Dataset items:
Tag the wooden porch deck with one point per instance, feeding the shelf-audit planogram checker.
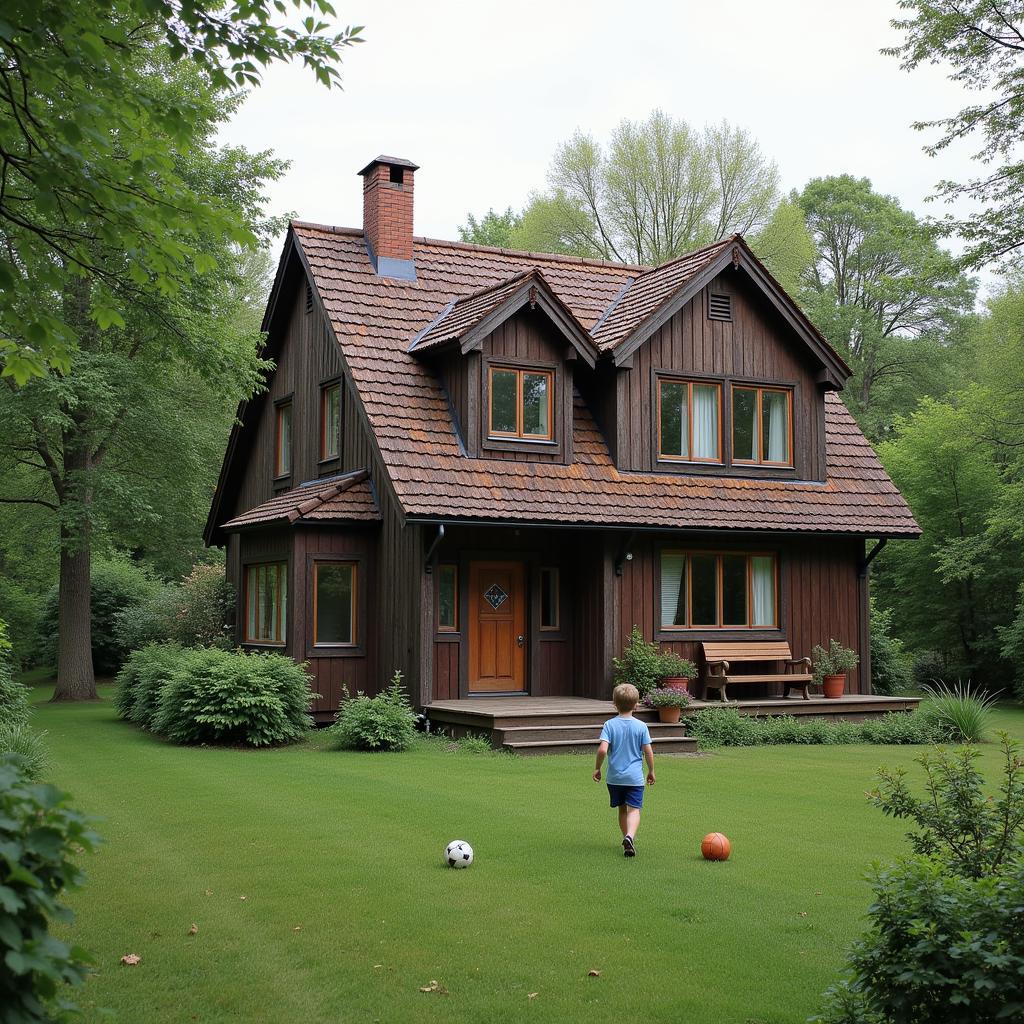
(552, 725)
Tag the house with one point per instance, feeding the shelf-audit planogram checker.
(482, 467)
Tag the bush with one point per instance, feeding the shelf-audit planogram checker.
(117, 584)
(385, 722)
(19, 738)
(890, 665)
(39, 834)
(205, 695)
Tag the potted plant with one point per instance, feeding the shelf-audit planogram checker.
(668, 701)
(676, 672)
(832, 666)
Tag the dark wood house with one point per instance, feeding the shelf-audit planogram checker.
(482, 467)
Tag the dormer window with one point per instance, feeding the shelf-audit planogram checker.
(520, 403)
(689, 420)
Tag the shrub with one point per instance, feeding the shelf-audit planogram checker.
(385, 722)
(219, 696)
(117, 584)
(890, 666)
(19, 738)
(956, 714)
(39, 833)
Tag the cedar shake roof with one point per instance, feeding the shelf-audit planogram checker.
(374, 320)
(346, 498)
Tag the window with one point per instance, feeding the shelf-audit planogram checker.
(689, 421)
(520, 403)
(761, 426)
(334, 604)
(718, 590)
(549, 599)
(283, 440)
(330, 421)
(266, 602)
(448, 598)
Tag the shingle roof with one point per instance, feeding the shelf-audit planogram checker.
(341, 498)
(408, 410)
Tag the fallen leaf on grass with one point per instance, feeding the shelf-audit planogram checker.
(434, 987)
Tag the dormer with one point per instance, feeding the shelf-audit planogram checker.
(506, 355)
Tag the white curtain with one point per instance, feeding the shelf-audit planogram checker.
(778, 430)
(764, 590)
(673, 590)
(705, 422)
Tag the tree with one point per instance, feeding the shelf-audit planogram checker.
(88, 140)
(884, 292)
(124, 434)
(982, 42)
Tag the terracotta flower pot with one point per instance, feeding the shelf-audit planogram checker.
(834, 686)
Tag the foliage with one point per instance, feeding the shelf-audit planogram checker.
(972, 834)
(890, 664)
(727, 727)
(117, 584)
(39, 834)
(958, 714)
(92, 146)
(980, 42)
(837, 660)
(385, 722)
(20, 738)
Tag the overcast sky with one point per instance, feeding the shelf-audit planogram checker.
(479, 94)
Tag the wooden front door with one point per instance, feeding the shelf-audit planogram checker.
(497, 628)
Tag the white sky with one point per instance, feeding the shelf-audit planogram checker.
(480, 93)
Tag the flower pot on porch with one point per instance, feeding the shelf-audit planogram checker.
(834, 686)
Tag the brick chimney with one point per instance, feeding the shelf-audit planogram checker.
(387, 216)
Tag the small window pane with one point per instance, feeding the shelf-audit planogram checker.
(704, 581)
(733, 590)
(673, 589)
(674, 426)
(503, 401)
(335, 603)
(549, 599)
(446, 598)
(744, 424)
(535, 406)
(775, 426)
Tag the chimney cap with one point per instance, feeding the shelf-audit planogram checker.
(390, 162)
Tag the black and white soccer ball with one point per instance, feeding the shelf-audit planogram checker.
(458, 854)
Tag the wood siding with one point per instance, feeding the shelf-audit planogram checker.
(751, 348)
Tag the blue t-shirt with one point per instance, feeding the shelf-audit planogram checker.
(627, 738)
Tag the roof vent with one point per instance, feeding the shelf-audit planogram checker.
(719, 306)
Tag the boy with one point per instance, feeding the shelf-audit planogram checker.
(623, 739)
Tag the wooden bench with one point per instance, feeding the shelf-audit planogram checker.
(722, 656)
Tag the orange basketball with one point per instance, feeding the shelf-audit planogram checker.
(715, 846)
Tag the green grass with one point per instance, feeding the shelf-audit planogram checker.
(348, 909)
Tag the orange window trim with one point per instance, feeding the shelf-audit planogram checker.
(519, 431)
(353, 615)
(719, 595)
(689, 422)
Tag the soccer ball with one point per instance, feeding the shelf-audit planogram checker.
(458, 854)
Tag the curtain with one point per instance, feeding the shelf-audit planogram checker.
(673, 590)
(705, 421)
(763, 567)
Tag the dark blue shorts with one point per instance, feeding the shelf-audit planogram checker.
(632, 795)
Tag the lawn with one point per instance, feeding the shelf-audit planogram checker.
(316, 884)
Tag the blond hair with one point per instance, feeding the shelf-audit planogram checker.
(625, 696)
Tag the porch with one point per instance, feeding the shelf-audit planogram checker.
(571, 725)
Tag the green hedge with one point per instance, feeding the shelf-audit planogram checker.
(207, 695)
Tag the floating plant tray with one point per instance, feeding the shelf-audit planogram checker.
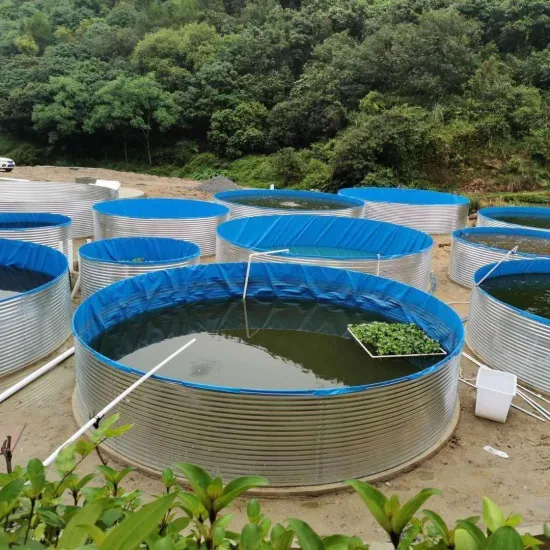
(375, 356)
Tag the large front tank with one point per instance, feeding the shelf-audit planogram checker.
(297, 426)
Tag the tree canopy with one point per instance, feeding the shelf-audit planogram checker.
(341, 92)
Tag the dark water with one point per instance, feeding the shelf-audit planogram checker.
(528, 245)
(14, 281)
(530, 221)
(24, 225)
(527, 292)
(326, 251)
(291, 203)
(287, 345)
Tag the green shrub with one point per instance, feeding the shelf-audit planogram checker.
(67, 513)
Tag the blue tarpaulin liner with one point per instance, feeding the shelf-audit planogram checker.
(508, 231)
(402, 196)
(30, 220)
(158, 290)
(354, 237)
(517, 267)
(286, 194)
(146, 250)
(161, 208)
(34, 257)
(496, 212)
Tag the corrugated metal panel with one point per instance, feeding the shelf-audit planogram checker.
(96, 275)
(201, 231)
(242, 211)
(434, 219)
(468, 257)
(505, 339)
(34, 324)
(411, 269)
(70, 199)
(292, 440)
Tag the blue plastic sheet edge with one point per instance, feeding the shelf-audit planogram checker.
(404, 196)
(37, 257)
(161, 208)
(228, 196)
(396, 300)
(261, 233)
(41, 217)
(536, 211)
(458, 234)
(165, 249)
(517, 267)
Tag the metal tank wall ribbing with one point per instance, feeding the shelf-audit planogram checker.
(40, 228)
(468, 256)
(185, 219)
(508, 338)
(305, 437)
(105, 262)
(34, 323)
(405, 254)
(433, 212)
(488, 217)
(69, 199)
(350, 208)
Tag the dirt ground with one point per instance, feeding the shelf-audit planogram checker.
(462, 469)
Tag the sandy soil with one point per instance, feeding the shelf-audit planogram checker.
(462, 470)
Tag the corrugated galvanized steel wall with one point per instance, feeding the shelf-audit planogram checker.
(34, 324)
(433, 219)
(70, 199)
(411, 269)
(293, 440)
(506, 339)
(95, 274)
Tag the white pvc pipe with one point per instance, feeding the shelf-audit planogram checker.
(115, 402)
(76, 286)
(514, 250)
(36, 374)
(250, 261)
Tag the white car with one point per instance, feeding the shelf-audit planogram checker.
(6, 164)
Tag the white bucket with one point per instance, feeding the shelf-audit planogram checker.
(495, 391)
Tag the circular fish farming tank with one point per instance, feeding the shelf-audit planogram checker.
(105, 262)
(258, 202)
(380, 248)
(475, 247)
(509, 321)
(184, 219)
(429, 211)
(53, 230)
(74, 200)
(274, 384)
(35, 303)
(519, 217)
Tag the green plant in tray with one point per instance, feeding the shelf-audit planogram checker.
(395, 338)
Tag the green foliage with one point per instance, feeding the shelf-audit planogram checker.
(395, 338)
(34, 513)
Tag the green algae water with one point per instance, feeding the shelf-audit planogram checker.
(528, 292)
(14, 280)
(541, 222)
(290, 203)
(525, 244)
(328, 252)
(274, 345)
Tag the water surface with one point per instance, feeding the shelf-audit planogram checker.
(14, 280)
(528, 245)
(260, 344)
(529, 292)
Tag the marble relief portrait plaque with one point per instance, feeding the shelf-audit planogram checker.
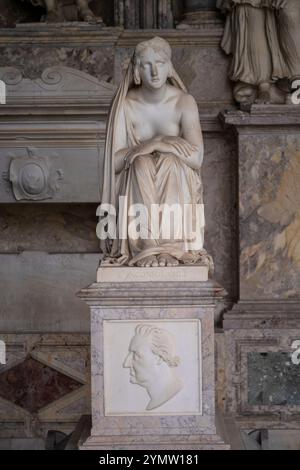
(155, 368)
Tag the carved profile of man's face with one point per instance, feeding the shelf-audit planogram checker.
(153, 68)
(141, 361)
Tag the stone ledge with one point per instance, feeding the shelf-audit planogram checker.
(163, 274)
(152, 293)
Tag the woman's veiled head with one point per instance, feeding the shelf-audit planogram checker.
(152, 63)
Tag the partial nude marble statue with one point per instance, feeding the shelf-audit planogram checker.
(153, 156)
(55, 12)
(263, 37)
(152, 360)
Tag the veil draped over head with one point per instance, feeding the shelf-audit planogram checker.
(109, 191)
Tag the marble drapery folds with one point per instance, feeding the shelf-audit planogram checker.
(263, 37)
(160, 179)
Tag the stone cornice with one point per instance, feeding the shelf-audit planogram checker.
(42, 35)
(262, 116)
(152, 293)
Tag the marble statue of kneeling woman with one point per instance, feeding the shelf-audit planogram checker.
(153, 156)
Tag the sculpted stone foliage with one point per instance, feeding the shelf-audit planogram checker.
(33, 177)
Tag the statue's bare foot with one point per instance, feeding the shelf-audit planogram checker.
(147, 262)
(264, 94)
(167, 260)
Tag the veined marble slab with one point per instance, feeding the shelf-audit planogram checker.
(197, 273)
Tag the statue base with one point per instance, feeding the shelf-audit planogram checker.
(131, 406)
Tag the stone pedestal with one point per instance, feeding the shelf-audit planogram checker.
(152, 350)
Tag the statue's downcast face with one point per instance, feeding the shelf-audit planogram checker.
(153, 69)
(152, 63)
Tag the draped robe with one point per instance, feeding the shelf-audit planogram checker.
(159, 179)
(263, 37)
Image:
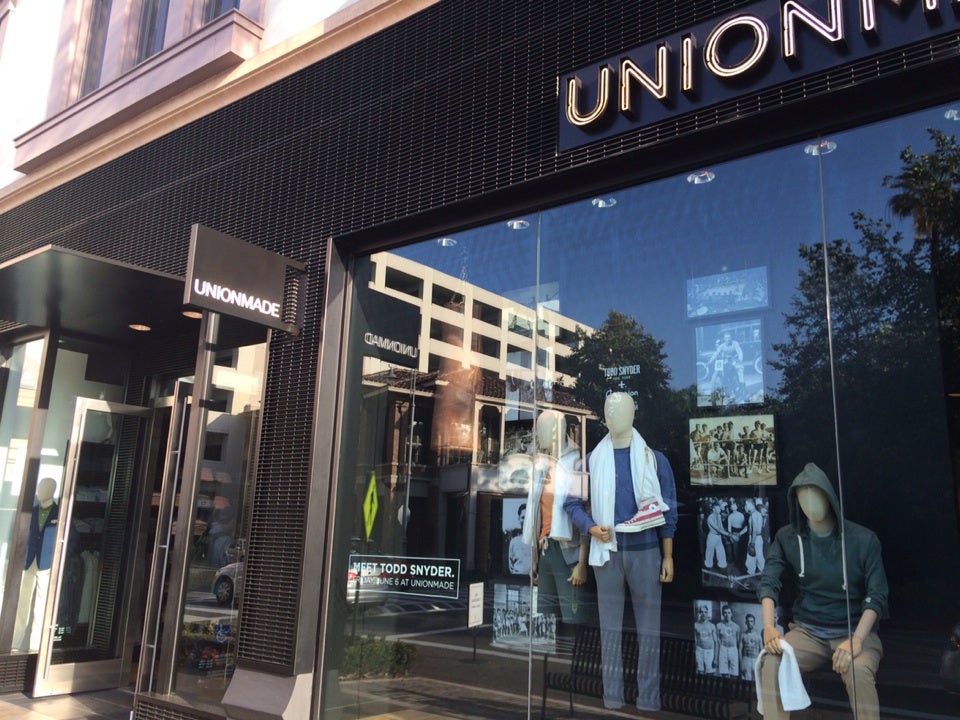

Work item:
Only the lines from the one that contains "Tag the statue base" through the last line of the records may appear in the answer, retyped exactly and with no pictures.

Output:
Tag the statue base with one point per instance, feeding the shelf-audit planogram checker.
(131, 406)
Tag the stone pedestal with one point per instance, feeding the shelf-audit planogram checker.
(152, 350)
Tag the statue's downcast face with one point per instance, feeding the shelf-audit planogram checker.
(153, 69)
(152, 63)
Tag the draped robe with one point per instance, feeding the shelf-audit planogram checker.
(159, 179)
(263, 37)
Image:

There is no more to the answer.